### Parts of the exercise
1 - In the passage on nerve blocks for breast surgery, how long after a nerve block will you usually not need pain medicine?
2 - Pick up the passage on nerve blocks for breast surgery after its last sentence and carry it forward.

### Selected passage
+++

For breast sentinel node or axillary node surgery, your surgeon often will request a nerve block for anesthesia. When patients receive a nerve block for anesthesia, they often receive sedation during the surgery. But, they also may receive general anesthesia. The decision to have sedation or general anesthesia is based on the type of surgery and your medical issues.

 

The type of nerve block offered for breast and lymph node surgery is called a thoracic paravertebral nerve block.

 

What is a nerve block?

 

A nerve block means that numbing medicine is placed near nerves that provide feeling to a certain part of the body. For example, the dentist does a nerve block to numb your mouth for dental work.

 

What is a thoracic paravertebral nerve block?

 

A thoracic paravertebral block involves injecting numbing medicine in the space off to the side of your spine. The nerves that provide feeling to your chest wall, breast and axilla (arm pit) are located along your back, just below your neck. We most often use two or three injections to numb all the nerves that provide feeling to your chest wall.

 

What are the benefits of a nerve block?

 

By placing nerve blocks, we reduce the need for narcotic pain medicine during your surgery. This reduces the amount of time it takes you to wake up, and it decreases your risk for nausea and vomiting. A breathing tube and general anesthesia often are not needed. This decreases possible breathing problems. Research also shows that using nerve blocks for surgery speeds recovery time by several hours. As a rule, you will not need pain medicine for up to 12 hours after a nerve block because the surgery site remains numb.

+++

### Information supplied

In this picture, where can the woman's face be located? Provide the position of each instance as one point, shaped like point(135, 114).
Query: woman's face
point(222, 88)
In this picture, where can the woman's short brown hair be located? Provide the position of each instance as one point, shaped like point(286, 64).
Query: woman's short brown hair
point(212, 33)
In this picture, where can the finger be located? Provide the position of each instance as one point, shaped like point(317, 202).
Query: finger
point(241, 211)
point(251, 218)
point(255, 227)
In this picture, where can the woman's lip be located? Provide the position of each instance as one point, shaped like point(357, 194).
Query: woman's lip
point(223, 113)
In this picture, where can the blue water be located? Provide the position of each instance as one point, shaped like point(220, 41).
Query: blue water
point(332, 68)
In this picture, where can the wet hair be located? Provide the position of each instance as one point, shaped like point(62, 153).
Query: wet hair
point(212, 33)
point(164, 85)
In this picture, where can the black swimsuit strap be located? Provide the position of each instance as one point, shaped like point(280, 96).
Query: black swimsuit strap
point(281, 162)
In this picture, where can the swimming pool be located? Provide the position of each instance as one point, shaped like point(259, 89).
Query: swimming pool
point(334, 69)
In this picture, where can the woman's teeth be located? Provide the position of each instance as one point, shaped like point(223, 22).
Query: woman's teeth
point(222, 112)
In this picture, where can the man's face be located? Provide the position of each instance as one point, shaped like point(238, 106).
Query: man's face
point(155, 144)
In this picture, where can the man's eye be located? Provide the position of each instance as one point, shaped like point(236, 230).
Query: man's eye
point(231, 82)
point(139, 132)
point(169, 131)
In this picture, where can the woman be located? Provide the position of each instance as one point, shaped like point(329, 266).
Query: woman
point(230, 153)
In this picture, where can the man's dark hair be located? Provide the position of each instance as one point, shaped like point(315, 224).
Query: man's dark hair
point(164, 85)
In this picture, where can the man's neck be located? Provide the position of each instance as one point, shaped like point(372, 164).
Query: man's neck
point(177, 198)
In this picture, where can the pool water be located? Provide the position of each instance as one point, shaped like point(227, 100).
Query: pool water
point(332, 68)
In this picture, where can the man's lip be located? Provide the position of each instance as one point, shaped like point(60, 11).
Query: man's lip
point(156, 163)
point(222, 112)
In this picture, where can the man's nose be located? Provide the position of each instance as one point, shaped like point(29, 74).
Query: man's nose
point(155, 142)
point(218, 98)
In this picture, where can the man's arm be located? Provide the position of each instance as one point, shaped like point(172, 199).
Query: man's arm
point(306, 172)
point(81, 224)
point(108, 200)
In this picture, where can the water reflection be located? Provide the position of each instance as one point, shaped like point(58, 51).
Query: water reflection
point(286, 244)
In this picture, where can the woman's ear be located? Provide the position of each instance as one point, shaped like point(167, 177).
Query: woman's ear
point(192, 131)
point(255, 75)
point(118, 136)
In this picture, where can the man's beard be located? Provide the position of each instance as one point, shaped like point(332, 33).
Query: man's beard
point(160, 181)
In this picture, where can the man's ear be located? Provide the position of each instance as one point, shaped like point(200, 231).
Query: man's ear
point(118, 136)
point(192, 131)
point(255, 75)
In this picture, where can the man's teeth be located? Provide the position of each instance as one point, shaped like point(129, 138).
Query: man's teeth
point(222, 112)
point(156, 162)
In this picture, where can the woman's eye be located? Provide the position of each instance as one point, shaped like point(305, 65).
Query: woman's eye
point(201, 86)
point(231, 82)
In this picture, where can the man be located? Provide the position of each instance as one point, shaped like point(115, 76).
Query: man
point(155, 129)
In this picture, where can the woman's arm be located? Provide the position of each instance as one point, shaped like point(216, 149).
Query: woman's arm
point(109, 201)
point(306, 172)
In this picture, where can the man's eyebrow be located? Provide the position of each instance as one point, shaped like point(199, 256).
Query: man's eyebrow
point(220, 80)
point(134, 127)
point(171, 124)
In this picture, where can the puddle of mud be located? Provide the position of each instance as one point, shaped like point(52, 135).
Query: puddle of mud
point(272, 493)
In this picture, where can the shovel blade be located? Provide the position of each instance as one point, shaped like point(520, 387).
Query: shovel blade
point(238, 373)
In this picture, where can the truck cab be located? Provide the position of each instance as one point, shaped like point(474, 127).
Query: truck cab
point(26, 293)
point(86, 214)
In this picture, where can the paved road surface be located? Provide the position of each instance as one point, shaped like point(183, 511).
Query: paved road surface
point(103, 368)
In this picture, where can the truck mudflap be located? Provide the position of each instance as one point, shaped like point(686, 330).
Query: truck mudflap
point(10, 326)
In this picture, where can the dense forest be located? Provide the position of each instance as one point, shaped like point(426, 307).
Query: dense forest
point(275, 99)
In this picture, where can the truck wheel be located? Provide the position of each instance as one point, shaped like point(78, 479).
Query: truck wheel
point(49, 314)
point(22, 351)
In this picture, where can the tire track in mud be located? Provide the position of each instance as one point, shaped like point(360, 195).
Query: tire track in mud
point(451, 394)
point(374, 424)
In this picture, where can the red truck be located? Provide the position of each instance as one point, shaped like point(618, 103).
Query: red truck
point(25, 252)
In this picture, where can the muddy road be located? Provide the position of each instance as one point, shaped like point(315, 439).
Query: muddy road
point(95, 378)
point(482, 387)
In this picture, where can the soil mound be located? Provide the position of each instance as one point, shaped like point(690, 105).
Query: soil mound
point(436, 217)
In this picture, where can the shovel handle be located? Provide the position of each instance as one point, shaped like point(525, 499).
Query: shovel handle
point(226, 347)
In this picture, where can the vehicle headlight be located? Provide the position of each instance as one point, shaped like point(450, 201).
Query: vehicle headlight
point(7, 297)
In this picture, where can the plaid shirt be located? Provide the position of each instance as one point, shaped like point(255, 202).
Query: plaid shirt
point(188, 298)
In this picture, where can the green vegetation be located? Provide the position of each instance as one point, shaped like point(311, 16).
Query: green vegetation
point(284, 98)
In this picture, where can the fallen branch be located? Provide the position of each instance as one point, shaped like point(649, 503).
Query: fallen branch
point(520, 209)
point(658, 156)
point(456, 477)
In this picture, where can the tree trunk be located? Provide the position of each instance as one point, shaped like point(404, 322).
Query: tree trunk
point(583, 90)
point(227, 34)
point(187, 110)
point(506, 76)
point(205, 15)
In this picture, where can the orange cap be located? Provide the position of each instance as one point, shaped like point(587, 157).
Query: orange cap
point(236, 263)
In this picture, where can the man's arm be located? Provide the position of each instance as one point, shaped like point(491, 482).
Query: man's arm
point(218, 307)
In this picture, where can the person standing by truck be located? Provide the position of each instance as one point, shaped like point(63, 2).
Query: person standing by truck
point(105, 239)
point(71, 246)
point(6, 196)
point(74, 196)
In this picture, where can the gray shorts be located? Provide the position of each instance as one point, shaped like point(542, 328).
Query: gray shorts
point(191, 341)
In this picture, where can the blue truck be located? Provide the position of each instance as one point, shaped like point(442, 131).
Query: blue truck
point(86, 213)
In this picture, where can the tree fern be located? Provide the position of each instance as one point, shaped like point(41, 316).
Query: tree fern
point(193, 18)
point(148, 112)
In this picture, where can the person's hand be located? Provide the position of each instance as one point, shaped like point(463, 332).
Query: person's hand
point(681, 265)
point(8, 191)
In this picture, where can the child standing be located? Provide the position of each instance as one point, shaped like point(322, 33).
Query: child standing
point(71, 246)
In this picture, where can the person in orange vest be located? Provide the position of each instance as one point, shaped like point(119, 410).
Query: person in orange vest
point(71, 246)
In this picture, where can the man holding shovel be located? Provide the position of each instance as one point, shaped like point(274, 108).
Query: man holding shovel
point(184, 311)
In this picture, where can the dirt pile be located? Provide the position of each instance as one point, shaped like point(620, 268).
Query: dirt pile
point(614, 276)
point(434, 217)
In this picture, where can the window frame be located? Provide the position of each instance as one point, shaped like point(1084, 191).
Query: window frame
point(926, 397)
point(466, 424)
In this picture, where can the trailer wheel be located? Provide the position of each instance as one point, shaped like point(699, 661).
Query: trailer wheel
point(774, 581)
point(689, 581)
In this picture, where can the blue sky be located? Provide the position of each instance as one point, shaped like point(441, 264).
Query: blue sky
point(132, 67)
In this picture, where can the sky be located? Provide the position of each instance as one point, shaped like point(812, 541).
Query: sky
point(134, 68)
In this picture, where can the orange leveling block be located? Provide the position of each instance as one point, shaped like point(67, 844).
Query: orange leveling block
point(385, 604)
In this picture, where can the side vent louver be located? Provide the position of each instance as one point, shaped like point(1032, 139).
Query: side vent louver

+++

### Responses to the exercise
1 - Up to 12 hours.

2 -
 

What are the risks of a nerve block?

 

There is always risk to any medicine or procedure. In the case of thoracic paravertebral nerve blocks, the specific risks are:

  • Bleeding caused by the needle
  • Infection started by the needle
  • Nerve damage caused by the needle
  • Damage caused to your lung
  • Numbing spreads to the other side of your body (epidural spread)
  • For a time, you may have a droopy eyelid or weak arm

We take many steps to keep these blocks as safe as possible, including the use of ultrasound for placement of the injections, if possible. In most cases, the benefits outweigh the risks. We will discuss this with you on the day of surgery. These blocks have been done very successfully at this hospital for many patients who are having breast and lymph node surgery.